> Written instruction A:
From the rows below, extract every line that contains the string "utility". Matching is case-sensitive.

> Page:

The Kildare Hotel and Golf Club (abbreviated The K Club) is a golf and leisure complex in the Republic of Ireland, located at Straffan, County Kildare. It is built on the original grounds of the Straffan estate, incorporating the 1830s Straffan House, and was owned by Michael Smurfit.

History
In 1831, Hugh Barton of the wine firm Barton and Guestier bought land at Straffan and nearby Barberstown Castle from the Henry family and had Straffan House built whilst he and his wife stayed at Barberstown. Completed in 1832, the design was based on a French chateau, with the later addition of a bell-tower, and now forms the east wing of the present complex. From Hugh the property passed, via his eldest son Nathaniel, to his eldest son Hugh Lynedoch, after which it passed to Hugh Lynedoch's brother, Bertram Francis. All served in turn as High Sheriff of Kildare. The estate remained in the Barton family until 1949, when Derick Barton was forced to sell the property to manufacturer John Ellis.

> Provided material:
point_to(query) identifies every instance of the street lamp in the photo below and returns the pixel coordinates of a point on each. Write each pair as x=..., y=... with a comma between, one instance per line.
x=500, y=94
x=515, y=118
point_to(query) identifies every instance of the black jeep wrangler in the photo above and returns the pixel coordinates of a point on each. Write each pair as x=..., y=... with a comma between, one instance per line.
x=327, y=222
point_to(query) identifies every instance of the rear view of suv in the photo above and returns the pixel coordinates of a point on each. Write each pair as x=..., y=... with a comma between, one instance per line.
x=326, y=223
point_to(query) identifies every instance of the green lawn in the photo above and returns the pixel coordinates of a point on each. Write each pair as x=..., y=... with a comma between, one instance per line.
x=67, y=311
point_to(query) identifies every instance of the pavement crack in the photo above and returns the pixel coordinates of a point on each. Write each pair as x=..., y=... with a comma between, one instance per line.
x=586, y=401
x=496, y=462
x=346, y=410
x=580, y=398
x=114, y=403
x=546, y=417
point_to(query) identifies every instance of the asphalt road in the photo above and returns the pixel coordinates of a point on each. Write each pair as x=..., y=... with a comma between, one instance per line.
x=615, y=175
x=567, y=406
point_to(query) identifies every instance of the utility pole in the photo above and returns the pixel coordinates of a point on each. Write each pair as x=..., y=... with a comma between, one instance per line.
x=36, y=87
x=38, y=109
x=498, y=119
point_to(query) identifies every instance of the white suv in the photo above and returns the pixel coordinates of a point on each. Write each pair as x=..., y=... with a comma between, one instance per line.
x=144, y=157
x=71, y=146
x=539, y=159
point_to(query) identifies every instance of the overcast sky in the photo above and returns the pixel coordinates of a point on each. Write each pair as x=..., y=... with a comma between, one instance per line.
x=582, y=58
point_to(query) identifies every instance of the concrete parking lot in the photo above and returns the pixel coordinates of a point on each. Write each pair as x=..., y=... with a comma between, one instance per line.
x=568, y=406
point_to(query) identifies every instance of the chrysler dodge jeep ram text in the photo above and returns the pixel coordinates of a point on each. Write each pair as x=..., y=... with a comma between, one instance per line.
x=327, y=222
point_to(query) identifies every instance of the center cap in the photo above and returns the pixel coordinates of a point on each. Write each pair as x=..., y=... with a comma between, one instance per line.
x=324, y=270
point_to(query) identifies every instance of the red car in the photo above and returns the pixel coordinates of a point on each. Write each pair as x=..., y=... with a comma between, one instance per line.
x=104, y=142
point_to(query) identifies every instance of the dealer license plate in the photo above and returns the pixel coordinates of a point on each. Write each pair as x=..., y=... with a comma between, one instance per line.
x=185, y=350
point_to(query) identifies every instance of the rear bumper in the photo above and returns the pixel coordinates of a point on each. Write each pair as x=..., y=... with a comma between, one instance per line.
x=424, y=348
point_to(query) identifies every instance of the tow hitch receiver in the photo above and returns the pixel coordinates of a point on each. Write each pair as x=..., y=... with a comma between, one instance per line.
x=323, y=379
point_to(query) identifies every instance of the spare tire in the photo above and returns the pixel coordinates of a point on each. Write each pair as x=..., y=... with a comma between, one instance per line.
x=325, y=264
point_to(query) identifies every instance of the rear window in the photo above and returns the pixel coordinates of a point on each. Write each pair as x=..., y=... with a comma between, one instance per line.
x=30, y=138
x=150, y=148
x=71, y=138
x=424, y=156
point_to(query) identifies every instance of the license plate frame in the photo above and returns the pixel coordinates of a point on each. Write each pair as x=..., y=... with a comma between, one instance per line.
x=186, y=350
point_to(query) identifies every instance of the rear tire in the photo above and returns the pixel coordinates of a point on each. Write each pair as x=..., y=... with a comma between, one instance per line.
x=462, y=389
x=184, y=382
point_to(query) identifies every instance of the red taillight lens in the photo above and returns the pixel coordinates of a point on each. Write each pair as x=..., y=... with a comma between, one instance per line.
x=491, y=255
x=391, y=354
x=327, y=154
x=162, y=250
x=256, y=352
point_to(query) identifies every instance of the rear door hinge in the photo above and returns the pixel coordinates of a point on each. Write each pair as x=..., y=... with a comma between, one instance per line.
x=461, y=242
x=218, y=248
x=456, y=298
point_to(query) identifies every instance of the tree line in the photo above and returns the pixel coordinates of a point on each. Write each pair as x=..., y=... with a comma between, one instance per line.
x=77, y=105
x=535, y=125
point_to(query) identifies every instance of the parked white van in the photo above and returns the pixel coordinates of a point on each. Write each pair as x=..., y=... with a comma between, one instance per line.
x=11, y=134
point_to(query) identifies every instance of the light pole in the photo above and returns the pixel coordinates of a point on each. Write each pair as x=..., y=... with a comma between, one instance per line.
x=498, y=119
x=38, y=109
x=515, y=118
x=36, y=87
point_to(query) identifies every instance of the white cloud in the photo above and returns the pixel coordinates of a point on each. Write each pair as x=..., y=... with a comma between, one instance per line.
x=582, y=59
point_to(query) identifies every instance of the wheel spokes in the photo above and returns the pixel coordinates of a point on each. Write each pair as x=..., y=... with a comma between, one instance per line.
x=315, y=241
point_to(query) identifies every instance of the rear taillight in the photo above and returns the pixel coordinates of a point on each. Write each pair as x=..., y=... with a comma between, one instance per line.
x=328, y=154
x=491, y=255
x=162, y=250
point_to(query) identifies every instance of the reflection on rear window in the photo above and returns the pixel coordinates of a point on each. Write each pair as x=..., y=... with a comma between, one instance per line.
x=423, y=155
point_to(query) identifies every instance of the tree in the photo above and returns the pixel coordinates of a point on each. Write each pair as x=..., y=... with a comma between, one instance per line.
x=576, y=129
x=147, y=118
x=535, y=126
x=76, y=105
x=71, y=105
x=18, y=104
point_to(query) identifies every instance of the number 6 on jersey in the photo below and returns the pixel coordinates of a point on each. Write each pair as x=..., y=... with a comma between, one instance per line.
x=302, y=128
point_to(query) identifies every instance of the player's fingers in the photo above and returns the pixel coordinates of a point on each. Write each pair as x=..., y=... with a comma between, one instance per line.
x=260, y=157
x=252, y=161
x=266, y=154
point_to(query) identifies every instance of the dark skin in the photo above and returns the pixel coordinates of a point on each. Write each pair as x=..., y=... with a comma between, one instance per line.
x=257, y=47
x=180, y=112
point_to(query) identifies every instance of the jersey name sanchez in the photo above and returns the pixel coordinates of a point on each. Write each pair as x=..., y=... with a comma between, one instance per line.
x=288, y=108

> Written instruction B:
According to the passage on the K Club above, to whom was the Straffan estate sold in 1949?

> Correct result A:
point_to(query) identifies every instance of the utility pole in the photo above and returns the pixel coordinates of a point on each. Write each pair as x=..., y=... with a comma between, one instance per line.

> Correct result B:
John Ellis